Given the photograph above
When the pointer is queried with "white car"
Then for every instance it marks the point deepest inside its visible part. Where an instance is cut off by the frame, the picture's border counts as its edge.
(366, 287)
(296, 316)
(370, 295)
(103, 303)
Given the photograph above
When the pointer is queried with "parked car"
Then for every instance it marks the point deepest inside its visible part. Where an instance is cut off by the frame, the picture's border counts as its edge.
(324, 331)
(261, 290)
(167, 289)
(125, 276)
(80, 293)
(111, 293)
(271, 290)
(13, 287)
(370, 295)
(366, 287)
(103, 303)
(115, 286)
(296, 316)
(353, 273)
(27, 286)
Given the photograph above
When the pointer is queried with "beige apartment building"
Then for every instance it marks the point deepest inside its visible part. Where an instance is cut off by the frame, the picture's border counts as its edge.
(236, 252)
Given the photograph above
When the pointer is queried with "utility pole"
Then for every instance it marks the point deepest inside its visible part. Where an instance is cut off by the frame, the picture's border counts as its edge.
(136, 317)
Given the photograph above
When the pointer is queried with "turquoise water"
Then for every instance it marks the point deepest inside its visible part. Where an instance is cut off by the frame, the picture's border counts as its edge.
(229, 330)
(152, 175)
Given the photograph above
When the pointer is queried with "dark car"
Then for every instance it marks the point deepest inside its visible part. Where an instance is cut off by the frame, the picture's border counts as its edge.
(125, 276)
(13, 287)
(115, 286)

....

REQUIREMENT — State how many lines in the items above contain the string "queried", giving the number alone.

EXERCISE SOLUTION — 6